Exercise directions
The expected output is every line from the one containing "of the woman" to the end of the data below, exactly, and no other line.

The data
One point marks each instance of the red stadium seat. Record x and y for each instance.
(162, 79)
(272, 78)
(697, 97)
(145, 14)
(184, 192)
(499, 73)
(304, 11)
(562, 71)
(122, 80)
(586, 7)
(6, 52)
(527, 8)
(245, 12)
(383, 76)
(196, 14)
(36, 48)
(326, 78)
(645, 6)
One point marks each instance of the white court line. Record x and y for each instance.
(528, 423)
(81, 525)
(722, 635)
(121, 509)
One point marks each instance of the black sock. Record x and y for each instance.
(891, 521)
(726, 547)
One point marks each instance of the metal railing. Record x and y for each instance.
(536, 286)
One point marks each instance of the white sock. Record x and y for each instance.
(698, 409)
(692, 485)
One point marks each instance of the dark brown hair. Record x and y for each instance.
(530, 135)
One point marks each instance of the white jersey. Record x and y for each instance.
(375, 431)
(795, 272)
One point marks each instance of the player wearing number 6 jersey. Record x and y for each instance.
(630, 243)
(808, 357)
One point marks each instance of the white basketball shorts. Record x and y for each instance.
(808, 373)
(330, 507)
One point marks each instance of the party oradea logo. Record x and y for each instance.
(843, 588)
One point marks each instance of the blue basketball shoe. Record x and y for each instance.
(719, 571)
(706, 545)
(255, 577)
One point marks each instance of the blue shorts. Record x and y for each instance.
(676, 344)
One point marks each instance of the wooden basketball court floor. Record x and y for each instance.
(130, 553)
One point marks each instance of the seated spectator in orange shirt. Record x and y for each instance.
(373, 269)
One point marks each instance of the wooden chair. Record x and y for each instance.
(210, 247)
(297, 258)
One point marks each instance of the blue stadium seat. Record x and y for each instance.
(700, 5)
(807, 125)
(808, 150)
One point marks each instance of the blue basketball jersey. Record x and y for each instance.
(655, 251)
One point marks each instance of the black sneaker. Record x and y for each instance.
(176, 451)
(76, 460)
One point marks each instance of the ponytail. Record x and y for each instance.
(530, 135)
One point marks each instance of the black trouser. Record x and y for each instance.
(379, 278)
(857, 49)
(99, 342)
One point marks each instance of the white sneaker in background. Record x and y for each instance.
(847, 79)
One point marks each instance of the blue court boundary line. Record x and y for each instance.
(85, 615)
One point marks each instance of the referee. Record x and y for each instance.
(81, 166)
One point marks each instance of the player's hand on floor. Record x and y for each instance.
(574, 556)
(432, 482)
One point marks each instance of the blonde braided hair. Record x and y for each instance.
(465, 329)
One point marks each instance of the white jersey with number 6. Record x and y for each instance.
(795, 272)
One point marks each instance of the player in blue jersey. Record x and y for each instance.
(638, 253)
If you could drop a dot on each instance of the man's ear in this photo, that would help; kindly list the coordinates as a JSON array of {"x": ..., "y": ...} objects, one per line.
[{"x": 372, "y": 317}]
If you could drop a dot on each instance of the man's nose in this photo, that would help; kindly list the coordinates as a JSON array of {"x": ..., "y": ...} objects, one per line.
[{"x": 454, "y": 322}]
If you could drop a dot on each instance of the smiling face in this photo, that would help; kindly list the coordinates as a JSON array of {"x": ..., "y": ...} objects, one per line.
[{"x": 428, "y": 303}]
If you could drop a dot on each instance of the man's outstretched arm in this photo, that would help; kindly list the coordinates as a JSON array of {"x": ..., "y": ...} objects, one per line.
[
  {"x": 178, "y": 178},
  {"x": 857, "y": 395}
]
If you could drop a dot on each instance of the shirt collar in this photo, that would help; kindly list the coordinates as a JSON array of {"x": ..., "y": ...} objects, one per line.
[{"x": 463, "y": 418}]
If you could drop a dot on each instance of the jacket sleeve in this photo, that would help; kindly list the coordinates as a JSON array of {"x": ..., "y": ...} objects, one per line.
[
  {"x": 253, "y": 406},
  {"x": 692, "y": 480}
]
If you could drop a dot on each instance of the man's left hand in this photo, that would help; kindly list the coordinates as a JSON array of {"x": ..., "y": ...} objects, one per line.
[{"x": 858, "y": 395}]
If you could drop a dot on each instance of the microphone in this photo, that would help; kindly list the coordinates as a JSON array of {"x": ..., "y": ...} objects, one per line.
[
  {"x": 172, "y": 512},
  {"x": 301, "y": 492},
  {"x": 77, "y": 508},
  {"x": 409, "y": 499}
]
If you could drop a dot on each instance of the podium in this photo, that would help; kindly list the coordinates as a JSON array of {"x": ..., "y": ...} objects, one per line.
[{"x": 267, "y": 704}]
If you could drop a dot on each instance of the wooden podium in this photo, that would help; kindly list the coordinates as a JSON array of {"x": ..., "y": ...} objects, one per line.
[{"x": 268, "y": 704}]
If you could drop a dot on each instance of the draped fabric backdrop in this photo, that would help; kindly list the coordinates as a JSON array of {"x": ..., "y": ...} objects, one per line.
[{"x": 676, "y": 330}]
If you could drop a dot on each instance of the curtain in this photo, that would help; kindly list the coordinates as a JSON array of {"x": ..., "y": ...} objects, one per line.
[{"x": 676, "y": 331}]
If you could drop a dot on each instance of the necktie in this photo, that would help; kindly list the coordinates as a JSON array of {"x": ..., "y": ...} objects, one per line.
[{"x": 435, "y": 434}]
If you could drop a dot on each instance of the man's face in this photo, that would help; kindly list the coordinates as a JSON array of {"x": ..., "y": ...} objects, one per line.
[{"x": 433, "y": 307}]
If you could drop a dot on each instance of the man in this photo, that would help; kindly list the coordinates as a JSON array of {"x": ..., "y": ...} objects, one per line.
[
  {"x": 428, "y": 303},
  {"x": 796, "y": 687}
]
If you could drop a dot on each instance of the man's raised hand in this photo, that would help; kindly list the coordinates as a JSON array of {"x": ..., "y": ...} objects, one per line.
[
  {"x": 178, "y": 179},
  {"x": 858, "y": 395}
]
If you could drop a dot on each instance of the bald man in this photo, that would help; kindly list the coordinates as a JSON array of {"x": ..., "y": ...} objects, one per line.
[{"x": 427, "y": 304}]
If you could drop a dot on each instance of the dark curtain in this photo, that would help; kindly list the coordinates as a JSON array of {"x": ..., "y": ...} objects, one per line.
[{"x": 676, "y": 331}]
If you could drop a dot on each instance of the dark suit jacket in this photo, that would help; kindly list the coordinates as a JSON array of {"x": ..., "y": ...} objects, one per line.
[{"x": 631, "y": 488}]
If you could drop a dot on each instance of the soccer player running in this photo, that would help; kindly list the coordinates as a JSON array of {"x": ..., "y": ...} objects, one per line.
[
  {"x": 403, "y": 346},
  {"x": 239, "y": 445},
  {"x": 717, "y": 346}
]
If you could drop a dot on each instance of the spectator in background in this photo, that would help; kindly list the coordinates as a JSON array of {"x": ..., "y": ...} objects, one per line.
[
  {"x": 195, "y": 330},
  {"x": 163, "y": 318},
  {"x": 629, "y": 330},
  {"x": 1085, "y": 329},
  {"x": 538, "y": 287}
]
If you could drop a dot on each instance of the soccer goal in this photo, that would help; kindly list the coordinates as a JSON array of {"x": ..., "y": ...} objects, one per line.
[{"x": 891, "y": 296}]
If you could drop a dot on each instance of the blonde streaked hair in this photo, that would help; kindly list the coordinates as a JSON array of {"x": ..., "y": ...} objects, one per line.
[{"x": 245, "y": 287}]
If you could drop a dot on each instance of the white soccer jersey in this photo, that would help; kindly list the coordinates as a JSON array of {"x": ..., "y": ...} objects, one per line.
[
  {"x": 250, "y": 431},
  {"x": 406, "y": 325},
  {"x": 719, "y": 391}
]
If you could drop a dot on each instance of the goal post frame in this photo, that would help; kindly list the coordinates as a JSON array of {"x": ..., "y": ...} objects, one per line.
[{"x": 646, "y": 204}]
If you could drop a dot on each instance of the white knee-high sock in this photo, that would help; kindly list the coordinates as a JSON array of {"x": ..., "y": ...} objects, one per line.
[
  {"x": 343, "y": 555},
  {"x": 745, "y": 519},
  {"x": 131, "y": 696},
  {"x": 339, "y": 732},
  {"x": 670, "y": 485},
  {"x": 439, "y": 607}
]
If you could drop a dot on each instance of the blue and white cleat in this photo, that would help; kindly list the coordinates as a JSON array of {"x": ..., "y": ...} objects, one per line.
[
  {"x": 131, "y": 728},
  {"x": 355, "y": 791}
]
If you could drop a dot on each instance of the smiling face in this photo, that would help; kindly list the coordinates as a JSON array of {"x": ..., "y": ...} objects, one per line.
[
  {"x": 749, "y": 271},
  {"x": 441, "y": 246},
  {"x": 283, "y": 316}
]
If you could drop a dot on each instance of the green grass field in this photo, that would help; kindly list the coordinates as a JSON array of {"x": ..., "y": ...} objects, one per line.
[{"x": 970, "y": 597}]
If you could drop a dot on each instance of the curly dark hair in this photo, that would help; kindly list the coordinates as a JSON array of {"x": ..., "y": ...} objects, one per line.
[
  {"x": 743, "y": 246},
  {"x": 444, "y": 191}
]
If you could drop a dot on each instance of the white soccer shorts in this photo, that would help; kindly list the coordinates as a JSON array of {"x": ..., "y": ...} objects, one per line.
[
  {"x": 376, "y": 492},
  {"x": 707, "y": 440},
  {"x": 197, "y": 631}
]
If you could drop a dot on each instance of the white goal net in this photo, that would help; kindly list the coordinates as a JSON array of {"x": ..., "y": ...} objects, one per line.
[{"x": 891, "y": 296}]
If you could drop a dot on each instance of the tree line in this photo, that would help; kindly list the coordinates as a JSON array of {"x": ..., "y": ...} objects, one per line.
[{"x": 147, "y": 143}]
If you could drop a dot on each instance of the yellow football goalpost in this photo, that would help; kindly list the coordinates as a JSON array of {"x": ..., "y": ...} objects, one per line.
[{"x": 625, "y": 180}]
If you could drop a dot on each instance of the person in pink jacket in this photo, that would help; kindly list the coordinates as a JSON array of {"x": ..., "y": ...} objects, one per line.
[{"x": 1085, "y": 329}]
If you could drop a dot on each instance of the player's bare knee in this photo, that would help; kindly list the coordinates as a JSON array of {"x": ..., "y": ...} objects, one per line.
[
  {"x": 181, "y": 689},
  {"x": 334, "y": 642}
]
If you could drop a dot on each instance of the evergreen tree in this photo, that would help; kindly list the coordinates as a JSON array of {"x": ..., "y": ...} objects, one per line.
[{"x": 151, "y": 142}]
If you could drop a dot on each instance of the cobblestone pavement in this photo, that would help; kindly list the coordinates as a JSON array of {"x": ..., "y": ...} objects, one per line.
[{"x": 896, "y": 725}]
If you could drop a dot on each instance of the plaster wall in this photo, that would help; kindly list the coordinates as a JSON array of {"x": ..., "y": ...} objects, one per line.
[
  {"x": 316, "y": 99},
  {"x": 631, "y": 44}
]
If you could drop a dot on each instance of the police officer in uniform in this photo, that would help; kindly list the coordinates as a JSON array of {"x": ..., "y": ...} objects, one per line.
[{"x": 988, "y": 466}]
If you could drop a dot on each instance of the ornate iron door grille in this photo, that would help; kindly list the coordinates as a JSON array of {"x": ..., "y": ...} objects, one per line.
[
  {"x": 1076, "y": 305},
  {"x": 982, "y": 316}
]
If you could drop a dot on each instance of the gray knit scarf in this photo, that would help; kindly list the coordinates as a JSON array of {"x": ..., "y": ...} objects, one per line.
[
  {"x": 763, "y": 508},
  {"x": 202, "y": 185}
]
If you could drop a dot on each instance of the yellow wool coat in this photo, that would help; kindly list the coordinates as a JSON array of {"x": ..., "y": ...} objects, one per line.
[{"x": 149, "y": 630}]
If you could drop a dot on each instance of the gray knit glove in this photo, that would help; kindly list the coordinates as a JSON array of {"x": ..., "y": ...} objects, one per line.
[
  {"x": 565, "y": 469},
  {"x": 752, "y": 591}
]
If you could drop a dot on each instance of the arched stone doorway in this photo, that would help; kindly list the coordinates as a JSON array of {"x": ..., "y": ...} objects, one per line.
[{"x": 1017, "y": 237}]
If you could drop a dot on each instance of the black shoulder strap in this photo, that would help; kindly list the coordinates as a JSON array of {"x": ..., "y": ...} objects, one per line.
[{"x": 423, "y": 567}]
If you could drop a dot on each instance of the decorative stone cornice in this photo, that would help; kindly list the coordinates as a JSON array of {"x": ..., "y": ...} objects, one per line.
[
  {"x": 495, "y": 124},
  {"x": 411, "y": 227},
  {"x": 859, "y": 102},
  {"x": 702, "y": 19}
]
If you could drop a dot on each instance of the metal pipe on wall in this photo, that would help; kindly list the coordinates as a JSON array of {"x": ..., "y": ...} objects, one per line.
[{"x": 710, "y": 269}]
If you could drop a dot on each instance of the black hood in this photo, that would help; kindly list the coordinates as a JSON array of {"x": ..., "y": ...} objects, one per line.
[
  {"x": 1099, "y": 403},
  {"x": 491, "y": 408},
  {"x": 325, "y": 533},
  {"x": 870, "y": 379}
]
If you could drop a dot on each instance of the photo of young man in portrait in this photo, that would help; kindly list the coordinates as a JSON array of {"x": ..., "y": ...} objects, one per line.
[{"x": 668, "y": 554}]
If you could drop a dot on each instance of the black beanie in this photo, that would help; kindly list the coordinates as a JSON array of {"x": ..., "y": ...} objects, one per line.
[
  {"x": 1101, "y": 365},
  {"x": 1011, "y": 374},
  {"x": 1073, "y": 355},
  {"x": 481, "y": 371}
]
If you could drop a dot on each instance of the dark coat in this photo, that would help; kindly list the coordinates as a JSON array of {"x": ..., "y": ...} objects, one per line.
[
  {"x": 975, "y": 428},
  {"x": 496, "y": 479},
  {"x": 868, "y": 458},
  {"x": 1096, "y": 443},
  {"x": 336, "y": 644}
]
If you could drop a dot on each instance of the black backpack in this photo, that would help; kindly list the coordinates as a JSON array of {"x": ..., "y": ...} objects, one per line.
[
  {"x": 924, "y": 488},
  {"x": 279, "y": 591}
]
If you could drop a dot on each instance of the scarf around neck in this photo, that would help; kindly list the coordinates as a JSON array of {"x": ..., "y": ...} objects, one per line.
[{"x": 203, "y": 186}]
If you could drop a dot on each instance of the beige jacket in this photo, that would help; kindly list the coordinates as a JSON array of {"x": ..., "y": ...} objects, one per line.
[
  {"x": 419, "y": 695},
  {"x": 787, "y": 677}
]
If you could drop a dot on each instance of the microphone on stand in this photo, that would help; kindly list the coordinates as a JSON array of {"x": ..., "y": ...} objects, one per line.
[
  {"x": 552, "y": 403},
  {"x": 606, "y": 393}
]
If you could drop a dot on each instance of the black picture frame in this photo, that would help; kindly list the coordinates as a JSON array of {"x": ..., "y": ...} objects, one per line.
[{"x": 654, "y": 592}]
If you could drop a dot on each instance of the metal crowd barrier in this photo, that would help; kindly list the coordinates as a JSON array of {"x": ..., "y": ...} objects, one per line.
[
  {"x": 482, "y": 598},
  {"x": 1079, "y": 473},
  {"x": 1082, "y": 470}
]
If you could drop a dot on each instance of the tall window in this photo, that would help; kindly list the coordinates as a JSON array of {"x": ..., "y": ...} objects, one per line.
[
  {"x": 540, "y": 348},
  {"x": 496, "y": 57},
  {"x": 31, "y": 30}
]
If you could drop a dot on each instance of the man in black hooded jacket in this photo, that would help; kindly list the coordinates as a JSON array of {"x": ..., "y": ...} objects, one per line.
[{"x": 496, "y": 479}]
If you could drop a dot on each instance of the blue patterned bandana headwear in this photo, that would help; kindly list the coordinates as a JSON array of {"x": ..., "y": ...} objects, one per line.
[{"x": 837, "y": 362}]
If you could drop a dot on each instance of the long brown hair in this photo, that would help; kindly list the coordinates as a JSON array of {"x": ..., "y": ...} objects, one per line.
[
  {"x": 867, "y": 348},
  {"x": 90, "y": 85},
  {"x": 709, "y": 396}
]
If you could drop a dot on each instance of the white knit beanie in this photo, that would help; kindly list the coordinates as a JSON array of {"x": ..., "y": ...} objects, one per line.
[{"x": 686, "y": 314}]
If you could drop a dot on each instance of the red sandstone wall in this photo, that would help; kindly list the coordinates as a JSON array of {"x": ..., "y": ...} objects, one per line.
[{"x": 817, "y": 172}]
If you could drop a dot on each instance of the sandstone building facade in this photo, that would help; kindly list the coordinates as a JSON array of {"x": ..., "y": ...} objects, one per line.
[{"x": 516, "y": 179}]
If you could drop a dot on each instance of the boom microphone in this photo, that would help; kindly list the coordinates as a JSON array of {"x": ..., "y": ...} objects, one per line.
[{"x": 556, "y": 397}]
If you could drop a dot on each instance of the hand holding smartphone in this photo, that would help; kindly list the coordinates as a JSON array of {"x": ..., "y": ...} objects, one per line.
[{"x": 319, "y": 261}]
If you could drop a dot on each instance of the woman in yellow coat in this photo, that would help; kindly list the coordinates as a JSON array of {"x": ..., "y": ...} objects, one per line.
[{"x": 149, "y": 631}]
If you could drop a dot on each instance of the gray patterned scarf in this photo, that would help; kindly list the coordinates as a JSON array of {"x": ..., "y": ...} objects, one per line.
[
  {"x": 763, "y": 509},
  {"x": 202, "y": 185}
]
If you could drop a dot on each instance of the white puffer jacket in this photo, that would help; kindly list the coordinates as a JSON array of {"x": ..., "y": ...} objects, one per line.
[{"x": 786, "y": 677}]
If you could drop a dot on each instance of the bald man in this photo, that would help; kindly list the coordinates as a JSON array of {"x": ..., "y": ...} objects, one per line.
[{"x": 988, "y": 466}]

Answer to this exercise
If you could drop a dot on each instance of the woman in yellow coat in this photo, that would help; kindly list the coordinates as a JSON array of {"x": ..., "y": ...} objects, one per line.
[{"x": 149, "y": 631}]
If you could drop a dot on each instance of the gray patterned scarf in this photo, that would help; kindly list the coordinates as a JSON array of {"x": ..., "y": ...} objects, one per line.
[
  {"x": 763, "y": 509},
  {"x": 202, "y": 185}
]
If you could drop a dot on each instance of the white puffer jacket in this photo, that would help; kindly list the coordinates as a JSON array of {"x": ..., "y": ...} objects, one per line.
[{"x": 786, "y": 677}]
If you could drop a dot on each instance of the bald man in this photo, that would help; kindly list the coordinates as a JSON array of {"x": ..., "y": ...} objects, one per line.
[{"x": 988, "y": 466}]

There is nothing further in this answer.